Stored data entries
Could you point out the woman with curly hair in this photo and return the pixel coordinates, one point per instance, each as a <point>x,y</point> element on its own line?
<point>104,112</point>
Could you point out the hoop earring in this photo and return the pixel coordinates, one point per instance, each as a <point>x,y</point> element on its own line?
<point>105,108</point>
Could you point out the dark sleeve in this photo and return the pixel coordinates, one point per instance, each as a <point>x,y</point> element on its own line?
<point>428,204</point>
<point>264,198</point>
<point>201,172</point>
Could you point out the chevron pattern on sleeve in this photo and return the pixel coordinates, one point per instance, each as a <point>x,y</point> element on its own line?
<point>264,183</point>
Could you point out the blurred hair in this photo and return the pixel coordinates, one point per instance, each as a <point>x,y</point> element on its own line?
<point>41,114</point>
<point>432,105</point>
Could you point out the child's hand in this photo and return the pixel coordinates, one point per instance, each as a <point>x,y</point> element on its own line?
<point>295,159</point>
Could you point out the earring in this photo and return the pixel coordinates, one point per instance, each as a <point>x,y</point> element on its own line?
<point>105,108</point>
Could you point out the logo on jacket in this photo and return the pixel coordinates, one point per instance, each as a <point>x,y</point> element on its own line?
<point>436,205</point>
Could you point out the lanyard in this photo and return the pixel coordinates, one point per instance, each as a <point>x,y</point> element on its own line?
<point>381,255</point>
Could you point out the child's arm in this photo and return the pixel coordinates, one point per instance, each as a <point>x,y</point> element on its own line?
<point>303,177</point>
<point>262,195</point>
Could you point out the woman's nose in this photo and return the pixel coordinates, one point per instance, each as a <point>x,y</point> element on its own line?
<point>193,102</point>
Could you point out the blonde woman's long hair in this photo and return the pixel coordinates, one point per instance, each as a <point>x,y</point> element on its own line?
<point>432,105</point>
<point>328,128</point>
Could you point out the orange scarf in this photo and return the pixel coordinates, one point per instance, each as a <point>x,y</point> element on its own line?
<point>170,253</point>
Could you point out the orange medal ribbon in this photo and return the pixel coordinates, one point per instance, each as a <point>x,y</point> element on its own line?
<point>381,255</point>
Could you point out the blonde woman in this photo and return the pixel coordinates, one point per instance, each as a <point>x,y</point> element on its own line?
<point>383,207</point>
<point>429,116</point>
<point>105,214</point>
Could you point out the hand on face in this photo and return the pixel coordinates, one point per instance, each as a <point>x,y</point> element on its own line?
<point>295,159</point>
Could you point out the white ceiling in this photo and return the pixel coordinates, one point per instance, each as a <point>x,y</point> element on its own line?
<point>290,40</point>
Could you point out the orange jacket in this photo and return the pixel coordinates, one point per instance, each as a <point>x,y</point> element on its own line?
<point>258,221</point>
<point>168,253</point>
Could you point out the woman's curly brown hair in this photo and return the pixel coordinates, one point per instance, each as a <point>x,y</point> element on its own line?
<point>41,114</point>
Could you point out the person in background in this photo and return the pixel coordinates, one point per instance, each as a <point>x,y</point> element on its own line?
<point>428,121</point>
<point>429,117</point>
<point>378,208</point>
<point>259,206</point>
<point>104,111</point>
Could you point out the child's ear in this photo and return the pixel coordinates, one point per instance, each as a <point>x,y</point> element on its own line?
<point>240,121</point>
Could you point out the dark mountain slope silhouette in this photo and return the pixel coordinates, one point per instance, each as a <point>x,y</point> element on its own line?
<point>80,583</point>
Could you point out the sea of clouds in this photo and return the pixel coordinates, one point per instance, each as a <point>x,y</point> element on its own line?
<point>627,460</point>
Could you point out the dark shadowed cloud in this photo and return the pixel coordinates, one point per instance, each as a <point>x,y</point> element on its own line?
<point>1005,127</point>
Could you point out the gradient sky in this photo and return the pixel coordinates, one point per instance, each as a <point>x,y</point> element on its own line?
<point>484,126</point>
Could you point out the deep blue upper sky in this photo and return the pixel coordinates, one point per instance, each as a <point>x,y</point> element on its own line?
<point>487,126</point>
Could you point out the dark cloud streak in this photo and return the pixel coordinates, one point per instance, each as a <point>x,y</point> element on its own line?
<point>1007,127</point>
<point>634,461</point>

• [EXERCISE] Copy out all of the records shown above exactly.

• [EXPECTED OUTPUT]
Could you point out the woman with curly hair in this photo and return the pixel coordinates, one point per instance, each as a <point>x,y</point> element on its own line?
<point>104,112</point>
Could you point out the hoop earring in this photo and return the pixel coordinates, one point per instance, each as a <point>x,y</point> element on its own line?
<point>105,108</point>
Could you point out the dark sleeve in this photo and return the pixel coordinates, one point per instance, each as a <point>x,y</point> element on its own line?
<point>428,204</point>
<point>264,198</point>
<point>201,172</point>
Could you point out the chevron pattern on sleeve in this photo and return the pixel coordinates, one point per instance, each as a <point>x,y</point> element on its own line?
<point>264,183</point>
Could you point out the blurred hair in this photo and return the pixel coordinates, one point per instance, each as a <point>x,y</point> element on its own line?
<point>41,114</point>
<point>432,105</point>
Could you point out the child's hand in this photo and return the pixel coordinates, one point per instance, each as a <point>x,y</point> element on its own line?
<point>295,159</point>
Could you point out the earring in this photo and return the pixel coordinates, one point per instance, each as a <point>x,y</point> element on its own line?
<point>105,108</point>
Could you point out the logo on jacket in this photo and return the pixel coordinates, one point per instance, each as a <point>x,y</point> element on its own line?
<point>436,205</point>
Could you point out the lanyard in this photo and return the pixel coordinates, one point per instance, each as a <point>x,y</point> element on its own line?
<point>381,255</point>
Could you point out the child's arm in this photo and return the pixel coordinates, one point per instance, each as a <point>x,y</point> element on its own line?
<point>303,177</point>
<point>262,195</point>
Could you point out the woman's nose in this photo and return the pixel coordinates, one point per instance, each as a <point>x,y</point> element on its own line?
<point>193,102</point>
Could you point out the blonde woman's long hair in this photo and return the pixel coordinates, one point per instance, each as a <point>x,y</point> element on its own line?
<point>432,105</point>
<point>328,128</point>
Could you point out the orange scarf in this photo and return the pixel coordinates, one point per instance, each as a <point>x,y</point> element on its own line?
<point>170,253</point>
Could you point out the orange medal ribbon in this photo and return the pixel coordinates, one point per instance, each as a <point>x,y</point> element on its own line?
<point>381,255</point>
Could you point out the blonde woman in this photo and return the pixel coordinates, one point per instance, each as a <point>x,y</point> element on its own line?
<point>383,207</point>
<point>429,116</point>
<point>105,214</point>
Could you point out the hand on face in this photo and return the pixel coordinates, one point per instance, each as a <point>x,y</point> element on its own line?
<point>295,159</point>
Could you point out the white ceiling in this photo and return the pixel coordinates, one point per instance, each as a <point>x,y</point> element on its own line?
<point>290,40</point>
Could you point out the orange jacket in this photo and return the pixel coordinates, one point per instance, each as a <point>x,y</point> element on its own line?
<point>258,221</point>
<point>168,253</point>
Could you point out the woman's curly brown hair in this photo and return the pixel coordinates, one point per instance, each as a <point>x,y</point> element on its own line?
<point>41,114</point>
Could you point out the person in background in this photo and return the pixel coordinates, one point per instance, each as a <point>x,y</point> element on its own line?
<point>428,121</point>
<point>429,117</point>
<point>378,208</point>
<point>259,206</point>
<point>104,111</point>
Could you point out the child's ear in this photo and return the pixel coordinates, one point per instance, each as a <point>x,y</point> element on its own line?
<point>240,121</point>
Could you point out the dark mountain slope silhouette in this photo and return the pixel coordinates, one point per instance, each as a <point>x,y</point> element on its own line?
<point>80,583</point>
Could you point out the sea of clouds in this photo and return the pixel coordinates, one point per instance, each as a <point>x,y</point> element on its own line?
<point>627,460</point>
Could you point out the dark shadowed cloud in this photo and return the pixel coordinates, one point per instance, each as a <point>x,y</point> element on its own line?
<point>1005,127</point>
Could you point out the gradient sky in this photo and return the pixel coordinates, one point per instance, each as a <point>x,y</point> element on its own line?
<point>484,126</point>
Could you point out the deep blue upper sky in this photo and return the pixel coordinates, one point per instance, each as a <point>x,y</point> element on its own line?
<point>487,126</point>
Could you point out the dark cloud streak in this photo and return the pixel coordinates, one point per instance, each as a <point>x,y</point> element on its own line?
<point>1007,127</point>
<point>634,461</point>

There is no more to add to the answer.